Le sophisme de la suppression des allocations familiales
Sur la suppression des allocations familiales des étrangers (soit dit-en passant, mon moment préféré) : Lapix parvient à mettre le doigt sur la confusion des concepts, et voilà qu’ils deviennent des tapis sur lesquels Marine Le Pen trébuche désormais, puisque la candidate concède le droit du sol, avant de plonger la tête la première dans l’écueil de l’ambiguïté de son raisonnement. En effet, les enfants « nés en France donc français » jouissent des mêmes droits que tout le monde, mais le FN veut retirer les allocations familiales à leurs parents. Sauf que : à qui profite les allocations familiales ? Aux parents étrangers ou aux enfants devenus français ? Aux seconds, si l’on en croit le principe républicain. Dès lors, que reste t-il à Marine Le Pen pour justifier ce raisonnement frontiste qui se mord la queue ? Ah, le beau sophisme.
La défensive
Passons outre les lacunes en calcul, le flou des terminologies usitées, les tentatives de digressions de la candidate : l’acmé de cette séquence télé est aussi délectable et ahurissante qu’un déjeuner dans une brasserie populaire (disons le Fouquet’s) et sa note :
Malmenée par les incohérences de son discours et déstabilisée par une journaliste qui met les pieds dans le plat, Marine Le Pen n’a plus que l’attaque sur la défensive dans son archer : « puisque vous êtes une grande économiste ! » lance t-elle.
━━━━━━
■ CONSIGNES
A - Recopiez, dans l'extrait sur Marine Le Pen et les allocations familiales, le passage qui va de « Le sophisme de » jusqu'à « le beau sophisme. ».
B - Prolongez l'extrait sur Marine Le Pen et les allocations familiales à la suite de sa dernière phrase.

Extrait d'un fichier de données
━━━━━━
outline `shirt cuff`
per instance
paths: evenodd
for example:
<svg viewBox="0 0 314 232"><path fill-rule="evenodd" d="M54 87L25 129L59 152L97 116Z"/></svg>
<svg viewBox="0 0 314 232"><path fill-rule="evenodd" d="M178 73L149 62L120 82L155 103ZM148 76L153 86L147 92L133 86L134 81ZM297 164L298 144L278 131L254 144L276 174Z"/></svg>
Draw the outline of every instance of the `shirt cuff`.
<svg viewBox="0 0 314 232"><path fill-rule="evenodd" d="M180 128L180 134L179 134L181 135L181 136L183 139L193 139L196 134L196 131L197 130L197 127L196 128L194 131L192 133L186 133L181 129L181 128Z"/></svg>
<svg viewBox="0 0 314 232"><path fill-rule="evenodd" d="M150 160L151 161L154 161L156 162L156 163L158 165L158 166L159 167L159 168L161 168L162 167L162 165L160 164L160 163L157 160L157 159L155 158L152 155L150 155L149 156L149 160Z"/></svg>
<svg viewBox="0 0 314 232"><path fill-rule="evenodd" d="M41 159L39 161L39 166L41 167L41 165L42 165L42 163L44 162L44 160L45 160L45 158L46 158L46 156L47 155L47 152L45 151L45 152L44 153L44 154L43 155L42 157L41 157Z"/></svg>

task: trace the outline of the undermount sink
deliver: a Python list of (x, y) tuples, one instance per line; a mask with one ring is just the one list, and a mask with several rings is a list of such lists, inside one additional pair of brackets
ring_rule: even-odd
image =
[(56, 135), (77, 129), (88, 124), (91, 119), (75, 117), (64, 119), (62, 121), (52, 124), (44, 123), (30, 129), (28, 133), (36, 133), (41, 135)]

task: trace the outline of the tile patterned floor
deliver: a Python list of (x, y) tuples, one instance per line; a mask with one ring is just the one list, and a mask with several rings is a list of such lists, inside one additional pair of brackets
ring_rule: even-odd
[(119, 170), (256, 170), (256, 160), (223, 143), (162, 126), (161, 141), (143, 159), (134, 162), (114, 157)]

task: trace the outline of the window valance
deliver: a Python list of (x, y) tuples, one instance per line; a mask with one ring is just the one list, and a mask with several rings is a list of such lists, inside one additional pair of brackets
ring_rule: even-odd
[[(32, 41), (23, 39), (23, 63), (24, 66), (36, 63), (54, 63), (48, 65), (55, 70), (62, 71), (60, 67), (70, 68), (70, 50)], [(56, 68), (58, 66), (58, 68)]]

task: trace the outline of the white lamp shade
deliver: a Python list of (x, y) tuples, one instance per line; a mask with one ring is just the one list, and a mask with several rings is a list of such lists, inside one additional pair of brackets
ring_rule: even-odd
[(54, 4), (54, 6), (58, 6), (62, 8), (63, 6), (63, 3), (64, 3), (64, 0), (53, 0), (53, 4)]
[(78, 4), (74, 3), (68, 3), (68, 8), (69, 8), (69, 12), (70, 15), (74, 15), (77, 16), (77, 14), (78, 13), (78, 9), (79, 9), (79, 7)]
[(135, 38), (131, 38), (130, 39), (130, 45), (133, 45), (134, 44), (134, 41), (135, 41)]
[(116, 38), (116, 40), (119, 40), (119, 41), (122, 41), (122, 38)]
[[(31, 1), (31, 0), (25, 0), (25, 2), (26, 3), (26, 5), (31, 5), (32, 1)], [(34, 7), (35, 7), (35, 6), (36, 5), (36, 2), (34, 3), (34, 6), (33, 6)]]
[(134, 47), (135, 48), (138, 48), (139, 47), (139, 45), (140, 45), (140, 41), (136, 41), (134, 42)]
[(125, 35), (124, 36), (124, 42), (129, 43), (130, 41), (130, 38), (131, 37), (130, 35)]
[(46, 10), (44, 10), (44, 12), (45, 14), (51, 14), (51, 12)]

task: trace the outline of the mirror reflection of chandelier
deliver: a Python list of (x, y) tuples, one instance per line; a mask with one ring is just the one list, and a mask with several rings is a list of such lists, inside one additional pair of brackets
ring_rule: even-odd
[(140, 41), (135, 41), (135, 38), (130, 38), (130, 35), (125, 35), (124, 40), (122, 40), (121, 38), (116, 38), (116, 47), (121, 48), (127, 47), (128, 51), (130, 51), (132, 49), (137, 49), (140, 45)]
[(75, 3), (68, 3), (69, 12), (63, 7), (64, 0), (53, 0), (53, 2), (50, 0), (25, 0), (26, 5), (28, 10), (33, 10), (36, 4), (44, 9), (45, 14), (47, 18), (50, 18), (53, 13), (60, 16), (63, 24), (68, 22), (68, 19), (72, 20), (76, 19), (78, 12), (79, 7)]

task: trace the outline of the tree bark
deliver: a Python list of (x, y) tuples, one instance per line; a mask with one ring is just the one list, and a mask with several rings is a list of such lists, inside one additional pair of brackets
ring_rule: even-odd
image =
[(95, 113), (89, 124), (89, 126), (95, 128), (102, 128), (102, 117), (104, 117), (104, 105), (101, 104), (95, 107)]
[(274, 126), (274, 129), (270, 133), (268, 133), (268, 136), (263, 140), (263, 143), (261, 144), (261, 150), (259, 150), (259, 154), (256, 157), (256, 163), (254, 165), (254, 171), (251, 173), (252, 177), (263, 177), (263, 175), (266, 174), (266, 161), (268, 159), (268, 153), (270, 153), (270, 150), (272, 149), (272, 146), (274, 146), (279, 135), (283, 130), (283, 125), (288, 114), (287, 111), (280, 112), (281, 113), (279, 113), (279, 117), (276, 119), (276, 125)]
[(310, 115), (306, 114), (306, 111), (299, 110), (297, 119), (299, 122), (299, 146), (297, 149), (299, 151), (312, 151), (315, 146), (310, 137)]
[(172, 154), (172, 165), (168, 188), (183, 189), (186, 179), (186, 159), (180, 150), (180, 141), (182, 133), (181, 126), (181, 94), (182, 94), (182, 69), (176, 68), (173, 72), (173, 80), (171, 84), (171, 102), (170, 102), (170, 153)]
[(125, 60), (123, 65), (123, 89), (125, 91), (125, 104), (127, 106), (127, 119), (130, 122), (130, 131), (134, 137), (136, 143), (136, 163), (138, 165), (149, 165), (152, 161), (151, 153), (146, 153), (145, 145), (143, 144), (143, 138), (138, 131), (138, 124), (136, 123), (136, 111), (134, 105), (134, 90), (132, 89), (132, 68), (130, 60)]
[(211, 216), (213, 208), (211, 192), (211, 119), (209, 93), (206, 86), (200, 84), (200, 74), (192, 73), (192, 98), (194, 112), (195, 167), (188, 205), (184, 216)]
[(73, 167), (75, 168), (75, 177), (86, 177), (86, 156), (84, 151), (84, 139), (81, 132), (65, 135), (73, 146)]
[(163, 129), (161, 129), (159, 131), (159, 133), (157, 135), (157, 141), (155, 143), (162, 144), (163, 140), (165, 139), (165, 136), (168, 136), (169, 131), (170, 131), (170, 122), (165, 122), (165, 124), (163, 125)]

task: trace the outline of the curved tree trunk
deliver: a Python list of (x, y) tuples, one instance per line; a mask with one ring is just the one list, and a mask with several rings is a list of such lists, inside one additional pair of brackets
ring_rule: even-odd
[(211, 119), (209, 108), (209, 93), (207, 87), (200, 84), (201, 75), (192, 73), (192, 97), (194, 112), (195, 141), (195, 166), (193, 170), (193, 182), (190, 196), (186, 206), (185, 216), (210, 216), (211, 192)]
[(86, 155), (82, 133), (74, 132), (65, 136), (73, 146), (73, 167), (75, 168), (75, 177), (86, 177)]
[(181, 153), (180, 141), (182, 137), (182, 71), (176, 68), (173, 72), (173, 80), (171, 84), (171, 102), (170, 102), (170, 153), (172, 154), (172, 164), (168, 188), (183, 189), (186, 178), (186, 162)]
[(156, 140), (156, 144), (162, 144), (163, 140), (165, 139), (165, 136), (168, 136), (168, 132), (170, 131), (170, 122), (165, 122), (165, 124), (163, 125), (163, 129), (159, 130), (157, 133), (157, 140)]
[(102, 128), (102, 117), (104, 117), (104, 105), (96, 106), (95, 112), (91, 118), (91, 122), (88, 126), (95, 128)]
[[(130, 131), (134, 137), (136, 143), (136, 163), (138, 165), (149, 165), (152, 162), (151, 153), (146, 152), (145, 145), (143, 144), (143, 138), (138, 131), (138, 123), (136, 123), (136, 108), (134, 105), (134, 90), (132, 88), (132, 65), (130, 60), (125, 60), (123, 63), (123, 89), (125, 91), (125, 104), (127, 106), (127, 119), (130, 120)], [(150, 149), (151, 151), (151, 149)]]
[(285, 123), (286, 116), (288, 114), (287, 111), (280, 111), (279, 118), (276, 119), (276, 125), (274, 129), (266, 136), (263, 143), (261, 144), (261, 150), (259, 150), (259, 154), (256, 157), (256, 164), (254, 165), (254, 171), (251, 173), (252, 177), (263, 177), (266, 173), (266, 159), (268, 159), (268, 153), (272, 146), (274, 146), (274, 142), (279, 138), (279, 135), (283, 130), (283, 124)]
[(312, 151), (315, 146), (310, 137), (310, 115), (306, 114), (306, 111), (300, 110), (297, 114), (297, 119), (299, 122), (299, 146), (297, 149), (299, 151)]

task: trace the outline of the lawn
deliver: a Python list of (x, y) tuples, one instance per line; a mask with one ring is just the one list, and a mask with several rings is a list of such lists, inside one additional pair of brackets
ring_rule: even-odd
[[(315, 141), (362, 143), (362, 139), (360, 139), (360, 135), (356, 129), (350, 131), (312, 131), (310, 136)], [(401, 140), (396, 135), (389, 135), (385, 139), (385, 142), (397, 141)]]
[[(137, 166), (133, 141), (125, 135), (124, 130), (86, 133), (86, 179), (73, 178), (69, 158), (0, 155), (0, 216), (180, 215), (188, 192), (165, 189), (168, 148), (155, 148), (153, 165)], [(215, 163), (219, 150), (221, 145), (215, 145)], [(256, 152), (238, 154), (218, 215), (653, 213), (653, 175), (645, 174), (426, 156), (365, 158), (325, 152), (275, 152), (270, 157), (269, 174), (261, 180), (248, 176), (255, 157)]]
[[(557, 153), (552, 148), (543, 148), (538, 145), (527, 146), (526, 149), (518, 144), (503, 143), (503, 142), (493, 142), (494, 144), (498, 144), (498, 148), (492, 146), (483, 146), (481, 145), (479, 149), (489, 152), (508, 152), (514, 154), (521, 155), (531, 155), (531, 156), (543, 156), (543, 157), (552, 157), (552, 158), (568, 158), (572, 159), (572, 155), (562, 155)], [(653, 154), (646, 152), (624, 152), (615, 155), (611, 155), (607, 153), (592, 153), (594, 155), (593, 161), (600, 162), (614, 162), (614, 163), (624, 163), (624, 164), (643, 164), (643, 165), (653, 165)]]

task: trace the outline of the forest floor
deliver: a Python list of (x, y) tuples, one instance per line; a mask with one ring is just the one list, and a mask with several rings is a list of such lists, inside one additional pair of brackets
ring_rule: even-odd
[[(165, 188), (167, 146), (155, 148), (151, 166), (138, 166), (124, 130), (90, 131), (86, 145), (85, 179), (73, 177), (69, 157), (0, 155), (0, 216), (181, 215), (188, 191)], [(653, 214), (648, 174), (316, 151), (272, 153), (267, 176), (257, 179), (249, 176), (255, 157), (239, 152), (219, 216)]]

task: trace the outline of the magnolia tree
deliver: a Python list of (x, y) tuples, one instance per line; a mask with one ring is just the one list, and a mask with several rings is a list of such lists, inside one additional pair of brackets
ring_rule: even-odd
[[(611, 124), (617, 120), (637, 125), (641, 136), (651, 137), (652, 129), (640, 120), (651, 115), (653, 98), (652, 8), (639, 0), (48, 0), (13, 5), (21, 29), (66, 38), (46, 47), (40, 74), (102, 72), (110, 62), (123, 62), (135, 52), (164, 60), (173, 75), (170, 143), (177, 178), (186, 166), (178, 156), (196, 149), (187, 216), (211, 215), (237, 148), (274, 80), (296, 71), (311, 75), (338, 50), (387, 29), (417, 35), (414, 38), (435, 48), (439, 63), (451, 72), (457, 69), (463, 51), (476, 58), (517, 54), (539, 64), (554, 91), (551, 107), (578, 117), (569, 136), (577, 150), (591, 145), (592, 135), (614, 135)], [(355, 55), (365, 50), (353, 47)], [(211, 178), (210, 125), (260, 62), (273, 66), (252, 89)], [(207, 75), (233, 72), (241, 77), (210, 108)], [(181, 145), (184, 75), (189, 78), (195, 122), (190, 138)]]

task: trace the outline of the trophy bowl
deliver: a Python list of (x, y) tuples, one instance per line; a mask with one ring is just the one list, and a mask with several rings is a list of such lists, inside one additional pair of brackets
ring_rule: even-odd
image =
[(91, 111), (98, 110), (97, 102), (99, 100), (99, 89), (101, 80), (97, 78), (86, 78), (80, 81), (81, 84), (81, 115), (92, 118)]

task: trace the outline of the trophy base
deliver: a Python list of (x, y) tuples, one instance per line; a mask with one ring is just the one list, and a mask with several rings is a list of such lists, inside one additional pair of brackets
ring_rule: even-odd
━━━━━━
■ RÉPONSES PAR CONSIGNE
A -
Le sophisme de la suppression des allocations familiales
Sur la suppression des allocations familiales des étrangers (soit dit-en passant, mon moment préféré) : Lapix parvient à mettre le doigt sur la confusion des concepts, et voilà qu’ils deviennent des tapis sur lesquels Marine Le Pen trébuche désormais, puisque la candidate concède le droit du sol, avant de plonger la tête la première dans l’écueil de l’ambiguïté de son raisonnement. En effet, les enfants « nés en France donc français » jouissent des mêmes droits que tout le monde, mais le FN veut retirer les allocations familiales à leurs parents. Sauf que : à qui profite les allocations familiales ? Aux parents étrangers ou aux enfants devenus français ? Aux seconds, si l’on en croit le principe républicain. Dès lors, que reste t-il à Marine Le Pen pour justifier ce raisonnement frontiste qui se mord la queue ? Ah, le beau sophisme.

B -
« Une grande économiste » ou une journaliste « bien renseignée et qui ne se laisse pas faire », autrement dit – excusez moi d’y revenir, mais j’y tiens – rien de moins que ce que l’on attend d’un journaliste ? Après le sophisme, voici le pléonasme. Et voilà que le journaliste bien consciencieux est taxé, que dis-je, traité, de spécialiste. En ces temps de médiocrité, le sérieux deviendrait t-il une qualité extraordinaire ?
Bref.
Ça ne donnera pas une raison à Serge Halimi de ravaler son livre Les Nouveaux Chiens de Garde, ni à Guy Debord de se retourner dans sa tombe, drapé de sa Société du Spectacle, mais en attendant : Anne-Sophie Lapix montre par a + b que les timings serrés en antenne et les prompteurs ne forcent en rien les courbettes aux invités.
Journalisme éclairé ou journalisme de révérence ? À petite échelle, travailleurs de l’information et public peuvent forcer le choix. Vous avez le droit à de vrais débats, pas à des face-à-faces dont la subversivité n’excède pas celle de haricots verts en boîte ou de yaourt nature.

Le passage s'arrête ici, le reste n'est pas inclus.